YOUR OBJECTIVE:
Only one stretch of the data below is needed: the line with "Note: for every instance of the wooden" through the last line. Output it exactly and drop the pictures.

ENTRIES SHOWN:
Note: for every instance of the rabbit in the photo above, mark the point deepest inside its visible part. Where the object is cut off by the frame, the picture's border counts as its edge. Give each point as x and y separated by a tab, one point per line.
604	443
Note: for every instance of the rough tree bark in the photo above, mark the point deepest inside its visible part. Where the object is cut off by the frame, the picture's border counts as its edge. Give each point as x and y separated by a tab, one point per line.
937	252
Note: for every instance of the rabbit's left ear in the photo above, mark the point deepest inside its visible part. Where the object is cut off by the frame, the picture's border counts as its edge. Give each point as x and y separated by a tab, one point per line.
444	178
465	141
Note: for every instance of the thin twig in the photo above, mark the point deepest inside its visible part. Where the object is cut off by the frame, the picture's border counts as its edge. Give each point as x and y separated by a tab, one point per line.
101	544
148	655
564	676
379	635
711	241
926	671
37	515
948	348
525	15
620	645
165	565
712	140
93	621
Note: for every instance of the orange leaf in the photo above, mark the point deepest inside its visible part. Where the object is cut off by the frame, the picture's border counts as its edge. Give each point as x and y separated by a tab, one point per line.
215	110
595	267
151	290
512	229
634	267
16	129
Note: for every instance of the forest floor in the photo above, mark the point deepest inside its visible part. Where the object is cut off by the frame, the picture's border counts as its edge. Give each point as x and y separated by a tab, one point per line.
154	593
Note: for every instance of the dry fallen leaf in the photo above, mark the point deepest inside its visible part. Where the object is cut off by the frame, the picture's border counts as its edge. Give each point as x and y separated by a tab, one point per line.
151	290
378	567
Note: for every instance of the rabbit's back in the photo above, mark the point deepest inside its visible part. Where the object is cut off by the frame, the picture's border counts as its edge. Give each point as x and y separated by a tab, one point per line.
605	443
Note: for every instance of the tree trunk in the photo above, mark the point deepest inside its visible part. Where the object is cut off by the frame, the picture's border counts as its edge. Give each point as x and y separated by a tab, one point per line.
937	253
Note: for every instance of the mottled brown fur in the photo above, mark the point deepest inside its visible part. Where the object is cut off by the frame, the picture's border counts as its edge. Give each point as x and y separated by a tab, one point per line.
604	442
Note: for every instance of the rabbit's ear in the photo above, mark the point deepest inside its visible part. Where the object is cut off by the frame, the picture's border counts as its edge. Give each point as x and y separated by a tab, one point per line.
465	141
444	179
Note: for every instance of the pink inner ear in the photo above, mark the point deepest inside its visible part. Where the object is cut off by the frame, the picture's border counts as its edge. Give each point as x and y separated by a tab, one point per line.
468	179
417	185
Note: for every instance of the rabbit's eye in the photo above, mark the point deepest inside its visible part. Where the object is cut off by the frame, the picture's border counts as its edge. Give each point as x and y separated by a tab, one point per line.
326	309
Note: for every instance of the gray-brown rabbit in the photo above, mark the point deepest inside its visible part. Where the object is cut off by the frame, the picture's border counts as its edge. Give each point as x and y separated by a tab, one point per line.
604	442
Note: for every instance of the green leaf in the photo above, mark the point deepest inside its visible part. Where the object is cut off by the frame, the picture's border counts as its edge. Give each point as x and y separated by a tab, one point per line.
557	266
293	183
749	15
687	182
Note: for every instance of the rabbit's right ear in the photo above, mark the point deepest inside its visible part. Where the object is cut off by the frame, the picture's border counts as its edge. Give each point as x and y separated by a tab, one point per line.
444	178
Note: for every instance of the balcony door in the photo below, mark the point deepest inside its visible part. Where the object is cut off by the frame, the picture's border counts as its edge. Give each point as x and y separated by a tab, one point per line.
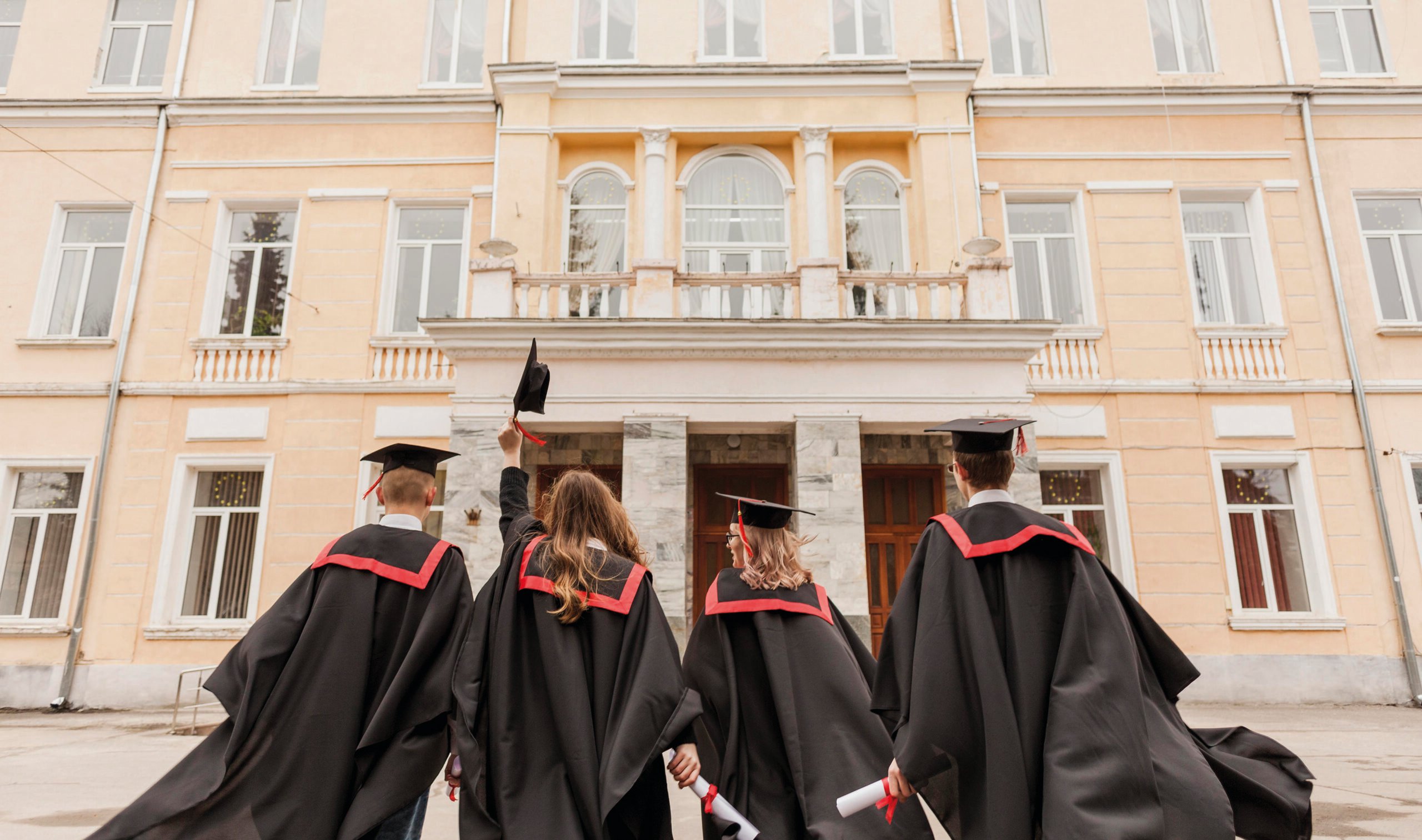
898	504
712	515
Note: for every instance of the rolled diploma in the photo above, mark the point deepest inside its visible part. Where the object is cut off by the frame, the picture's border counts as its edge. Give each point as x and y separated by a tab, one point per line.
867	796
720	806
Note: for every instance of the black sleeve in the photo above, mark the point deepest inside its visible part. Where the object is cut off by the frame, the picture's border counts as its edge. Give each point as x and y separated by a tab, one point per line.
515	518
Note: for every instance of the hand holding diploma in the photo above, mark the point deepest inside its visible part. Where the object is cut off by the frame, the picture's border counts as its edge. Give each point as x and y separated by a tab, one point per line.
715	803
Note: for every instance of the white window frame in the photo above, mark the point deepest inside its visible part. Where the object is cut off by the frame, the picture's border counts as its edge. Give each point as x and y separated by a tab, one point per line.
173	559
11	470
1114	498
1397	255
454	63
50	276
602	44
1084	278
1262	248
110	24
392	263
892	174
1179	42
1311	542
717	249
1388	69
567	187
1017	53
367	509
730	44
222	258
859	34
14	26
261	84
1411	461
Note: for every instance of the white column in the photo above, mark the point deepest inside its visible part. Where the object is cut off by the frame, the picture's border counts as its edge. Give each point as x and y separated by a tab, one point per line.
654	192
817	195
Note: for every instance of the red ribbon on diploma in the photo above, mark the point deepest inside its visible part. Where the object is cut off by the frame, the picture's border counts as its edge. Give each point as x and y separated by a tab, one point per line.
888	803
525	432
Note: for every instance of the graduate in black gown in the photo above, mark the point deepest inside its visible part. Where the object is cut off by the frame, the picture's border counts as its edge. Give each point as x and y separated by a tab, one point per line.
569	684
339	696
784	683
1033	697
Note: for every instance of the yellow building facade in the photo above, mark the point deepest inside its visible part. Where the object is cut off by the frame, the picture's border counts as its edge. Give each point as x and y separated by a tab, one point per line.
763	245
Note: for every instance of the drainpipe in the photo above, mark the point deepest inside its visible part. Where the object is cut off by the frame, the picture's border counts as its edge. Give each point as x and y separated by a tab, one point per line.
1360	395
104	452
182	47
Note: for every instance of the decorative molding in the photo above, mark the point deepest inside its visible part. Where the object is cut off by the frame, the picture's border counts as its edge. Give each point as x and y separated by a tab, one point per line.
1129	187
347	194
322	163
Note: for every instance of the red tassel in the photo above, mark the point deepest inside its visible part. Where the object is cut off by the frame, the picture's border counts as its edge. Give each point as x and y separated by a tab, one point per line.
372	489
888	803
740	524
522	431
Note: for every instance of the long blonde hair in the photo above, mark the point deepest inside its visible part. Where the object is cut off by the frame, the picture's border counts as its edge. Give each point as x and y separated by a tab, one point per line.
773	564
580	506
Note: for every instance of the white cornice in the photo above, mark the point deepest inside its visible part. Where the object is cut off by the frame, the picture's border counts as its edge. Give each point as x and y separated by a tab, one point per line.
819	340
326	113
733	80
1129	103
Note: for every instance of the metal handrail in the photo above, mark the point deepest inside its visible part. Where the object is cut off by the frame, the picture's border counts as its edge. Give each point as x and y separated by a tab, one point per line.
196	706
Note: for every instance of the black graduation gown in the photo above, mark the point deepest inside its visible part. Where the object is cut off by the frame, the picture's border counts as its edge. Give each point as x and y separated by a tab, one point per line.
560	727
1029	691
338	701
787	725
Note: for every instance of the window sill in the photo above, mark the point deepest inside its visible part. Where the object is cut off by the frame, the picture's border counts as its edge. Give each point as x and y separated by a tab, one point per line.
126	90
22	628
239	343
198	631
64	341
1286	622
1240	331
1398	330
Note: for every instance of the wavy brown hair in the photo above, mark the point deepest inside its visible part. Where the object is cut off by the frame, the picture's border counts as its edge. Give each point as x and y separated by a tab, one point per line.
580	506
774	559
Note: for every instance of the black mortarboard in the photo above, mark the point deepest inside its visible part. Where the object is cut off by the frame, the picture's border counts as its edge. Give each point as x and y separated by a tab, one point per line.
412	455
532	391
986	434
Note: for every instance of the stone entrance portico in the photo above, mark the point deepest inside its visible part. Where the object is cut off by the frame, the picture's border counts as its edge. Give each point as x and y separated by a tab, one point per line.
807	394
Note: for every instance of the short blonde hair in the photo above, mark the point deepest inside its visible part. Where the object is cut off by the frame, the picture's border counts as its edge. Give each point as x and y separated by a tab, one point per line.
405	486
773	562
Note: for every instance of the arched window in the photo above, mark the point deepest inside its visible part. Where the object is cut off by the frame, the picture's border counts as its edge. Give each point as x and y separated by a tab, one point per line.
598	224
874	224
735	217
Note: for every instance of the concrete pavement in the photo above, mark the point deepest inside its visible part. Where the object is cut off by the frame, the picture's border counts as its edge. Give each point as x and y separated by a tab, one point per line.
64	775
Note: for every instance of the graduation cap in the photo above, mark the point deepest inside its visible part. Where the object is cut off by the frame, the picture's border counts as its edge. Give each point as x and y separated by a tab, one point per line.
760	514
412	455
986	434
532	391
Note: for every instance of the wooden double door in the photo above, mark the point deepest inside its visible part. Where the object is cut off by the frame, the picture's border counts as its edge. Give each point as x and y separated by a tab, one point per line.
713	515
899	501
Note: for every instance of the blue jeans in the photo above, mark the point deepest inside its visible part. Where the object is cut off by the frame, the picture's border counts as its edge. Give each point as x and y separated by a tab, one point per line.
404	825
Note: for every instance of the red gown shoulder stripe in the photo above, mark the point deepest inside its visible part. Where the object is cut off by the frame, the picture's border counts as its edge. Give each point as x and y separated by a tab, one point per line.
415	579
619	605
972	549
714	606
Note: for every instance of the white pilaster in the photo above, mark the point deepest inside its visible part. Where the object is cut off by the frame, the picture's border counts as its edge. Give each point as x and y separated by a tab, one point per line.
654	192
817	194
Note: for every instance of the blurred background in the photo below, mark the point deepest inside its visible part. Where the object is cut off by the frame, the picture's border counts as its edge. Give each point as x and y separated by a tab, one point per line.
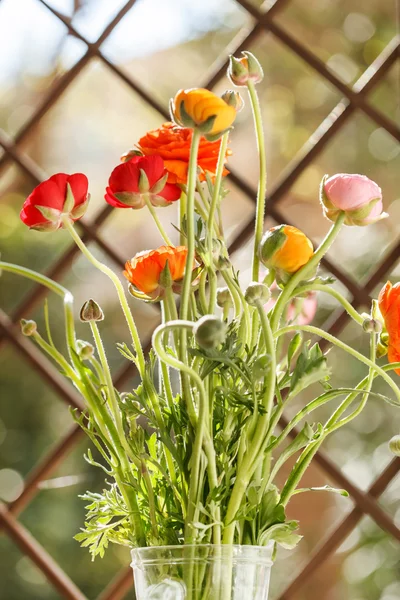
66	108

EXERCISE RESULT:
Note: for every instance of the wooden double door in the photo above, mark the point deepest inside its visible part. Where the object is cut off by the frame, the picture's border counts as its edge. Give each point as x and y separated by a tab, one point per line.
713	515
899	501
Note: for every instance of the blue jeans in the photo above, mark the point deepest inside its visible part. Where the object is cut off by the frame, the picture's border counts as its edge. Give each point as x and y separated by a tab, one point per line.
404	825
Note: for every instance of the red gown shoulder stripe in the photo above, mark the point deepest inside its visible part. Where the object is cut off by the frame, the picture's border counts as its edge. Give each point as x and y separated by a tab, one point per line.
415	579
619	605
972	549
714	606
Note: for every instance of the white pilaster in the photo above, mark the point deepest inside its visible part. Where the object is cut off by the frame, the picture's border counts as its edge. Give each point as x and y separated by a tab, one point per line.
654	192
817	194
Note: for every instance of the blurred background in the photo below, mark the point deepest inside its visible part. Where the object is cut off by the frame, the picture's border counts as its edge. Give each point as x and y separated by a tab, one point per line.
66	108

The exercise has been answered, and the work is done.